SEITENAUSZUG:
● ● ● ● ●

Für diese Bedingungen, Radeln im Schnee stimme ich dir uneingeschränkt zu. Felgenbremsen sind dafür eine schlechte Option. Wobei ich anmerken muss, dass unsere Felgenbremsen (HS11 und 33, diverse V-Brakes) bei etwas Schnee oder Schneematsch im Alltag keinen Ärger gemacht haben. Ein Snow-Bike-Ride mit Felgenbremsen im Tiefschnee bergab zerreibt dagegen ziemlich zuverlässig die Bremsbeläge der V-Brakes. Es braucht also schon relativ ungünstige Umstände, um Felgenbremsen außer Gefecht zu setzen.

Vielleicht sind die sehr unterschiedlichen Erfahrungen weniger nur Erfahrungen mit den Bremsentypen, sondern mehr Erfahrungen dem Gesamtpaket Rad und den eigenen Fähigkeiten:

Unsere Räder im familiären Fuhrpark habe ich alle mit unkomplizierten, stabilen Alltagsfelgen aufgebaut, nachdem kurze Experimente mit Leichtbaufelgen (Mavic) gescheitert sind. Negative Ausreißer mit schlechten Felgen gab es bei uns fast keine.

Die V-Brakes funktionieren bei uns generell gut, auch wenn sie im Alltagseinsatz, also auch bei Schneematsch, salzigem Dreck und anderen winterbedingten Schwierigkeiten manchmal etwas hängen und damit schleifen können. Mit ein wenig Fett an den richtigen Stellen lässt sich das aber schnell beheben. (Den Radmechaniker dafür zu bezahlen ist allerdings unwirtschaftlich. Der wirft die Bremsen einfach weg und montiert neue.) So funktionieren auch sehr alte V-Brakes (fast 20 Jahre im Alltags-Einsatz) immer noch störungsfrei.

Die HS 11 und 33 funktionieren an sich sehr gut, wenn sie einmal sauber ein gestellt sind. Sie lassen sich beim Einstellen aber ziemlich bitten. Jemand im Forum hat einmal zu Recht gemeint, die "Magura (gemeint Felgenbremse) ist eine Diva." Einmal eingestellt ist die Diva aber unkompliziert. Am einfachsten finde ich die Demontage eines Laufrades bei den Maguras, indem ich die Luft im Reifen ablassen, und die Bremse nicht anrühre. Diven mögen das nicht besonders, die verstellen sich nachher manchmal wieder. Da sind die V-Brakes unkomplizierter.
Wir hatten einmal eine geknickte Bremsleitung, passiert durch das Umfallen des Tandems, das war der einzige Defekt. Eine HS 11 am Rad meiner Frau lässt den Belagsabstand nicht mehr nach stellen, da sie korrodiert ist. Die HS 11 und 33 müssen sehr genau ein gestellt sein, um nicht, wenn die Kolben mit etwas abgenützten Bremsbelägen weiter ausgefahren sind, zu klemmen. Meine Frau fährt mit HS 11, weil bei ihren Rädern mit Damenrahmen die hinteren Bowdenzüge der V-Brakes Wasser enthielten, das im Winter einfror.

● ● ● ● ●

Auszüge aus einem Datensatz mit Ortsannotationen
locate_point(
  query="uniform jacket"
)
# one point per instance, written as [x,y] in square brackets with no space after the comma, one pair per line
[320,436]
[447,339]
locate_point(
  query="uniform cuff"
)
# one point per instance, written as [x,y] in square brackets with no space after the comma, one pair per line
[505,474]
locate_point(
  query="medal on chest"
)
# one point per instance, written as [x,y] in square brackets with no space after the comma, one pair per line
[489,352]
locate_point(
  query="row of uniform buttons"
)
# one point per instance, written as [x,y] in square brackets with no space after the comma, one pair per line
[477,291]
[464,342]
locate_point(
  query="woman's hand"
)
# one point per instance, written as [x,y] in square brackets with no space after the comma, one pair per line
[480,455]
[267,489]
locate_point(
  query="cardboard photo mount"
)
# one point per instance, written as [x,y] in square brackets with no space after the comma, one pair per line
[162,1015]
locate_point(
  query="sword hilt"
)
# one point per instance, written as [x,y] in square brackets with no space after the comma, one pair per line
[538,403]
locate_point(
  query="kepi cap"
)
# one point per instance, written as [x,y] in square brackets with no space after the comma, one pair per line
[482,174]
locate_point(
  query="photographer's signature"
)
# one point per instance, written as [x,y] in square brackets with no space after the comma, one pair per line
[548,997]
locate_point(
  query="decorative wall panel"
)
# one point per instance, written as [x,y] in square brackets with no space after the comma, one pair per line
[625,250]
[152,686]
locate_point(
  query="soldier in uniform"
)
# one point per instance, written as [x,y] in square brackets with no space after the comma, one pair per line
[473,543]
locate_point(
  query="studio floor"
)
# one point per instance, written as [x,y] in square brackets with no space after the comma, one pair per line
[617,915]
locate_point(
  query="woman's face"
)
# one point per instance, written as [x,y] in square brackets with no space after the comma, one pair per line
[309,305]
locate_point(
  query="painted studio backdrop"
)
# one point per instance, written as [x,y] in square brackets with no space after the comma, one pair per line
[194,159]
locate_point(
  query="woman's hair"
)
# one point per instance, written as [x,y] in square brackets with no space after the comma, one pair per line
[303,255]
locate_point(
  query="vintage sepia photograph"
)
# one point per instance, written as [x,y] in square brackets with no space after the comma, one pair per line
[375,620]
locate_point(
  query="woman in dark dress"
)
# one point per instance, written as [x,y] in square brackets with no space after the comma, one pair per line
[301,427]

● ● ● ● ●

AUFGABEN:
(a) Warum fährt die Frau, von der im Beitrag über Felgenbremsen die Rede ist, mit HS 11? Erkläre es in ein bis drei Sätzen.
(b) Wiederhole wortgetreu die Stelle aus dem Beitrag über Felgenbremsen von „Vielleicht sind die“ bis „uns fast keine.“.

LÖSUNGEN:
(a) Bei ihren Rädern mit Damenrahmen enthielten die hinteren Bowdenzüge der V-Brakes Wasser, das im Winter einfror. Deshalb fährt sie mit HS 11.

(b)
Vielleicht sind die sehr unterschiedlichen Erfahrungen weniger nur Erfahrungen mit den Bremsentypen, sondern mehr Erfahrungen dem Gesamtpaket Rad und den eigenen Fähigkeiten:

Unsere Räder im familiären Fuhrpark habe ich alle mit unkomplizierten, stabilen Alltagsfelgen aufgebaut, nachdem kurze Experimente mit Leichtbaufelgen (Mavic) gescheitert sind. Negative Ausreißer mit schlechten Felgen gab es bei uns fast keine.